Approaching its 20th anniversary in 1989, the Washburn branch needed to be expanded and updated to meet patrons' needs. The community it served had expanded, including more children living in the neighborhoods, and demand was bustling for materials. In fact, it was the busiest of Minneapolis's 14 neighborhood branch libraries.

In 1990, Minneapolis Public Library leadership determined that the library was in need of significant remodeling and approved an expanded footprint of 18,965 square feet, a 28% increase. In serving the neighborhoods of Lynnhurst, Kenny, Armatage, Tangletown, Windom, Field, Page, Hale and Diamond Lake, it was noted in particular that significant after-school use by children warranted improving services and spaces for their use. The space needed to better meet the needs of the community's patrons: deferred maintenance needed to be performed on the building, and technology upgrades were overdue. Leonard Parker and Associates were chosen to develop the plans.

+-------+

=== Exercises ===
[1] In the passage on the Washburn branch library, which firm was chosen to develop the remodeling plans?
[2] Pick up the account of the Washburn branch library's expansion after its final sentence and carry it forward.

(Data records)
+-------+

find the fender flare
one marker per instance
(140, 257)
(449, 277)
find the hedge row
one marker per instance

+-------+

=== Your written answers ===
[1] Leonard Parker and Associates.

[2]
In 2014, a six-week long update to the building resulted in an open floor plan, more space for children and teens, new furniture and shelves, including technology tables for the public computers, and more electrical outlets for powering portable electronics.

==Art at the library==
Joining the millstone in the external landscape, the update to the Washburn added a sculpture by Ann Wolfe, Mother and Child, and a large and bright whimsical mural by Virginia Bradley on the domed ceiling above the children's area.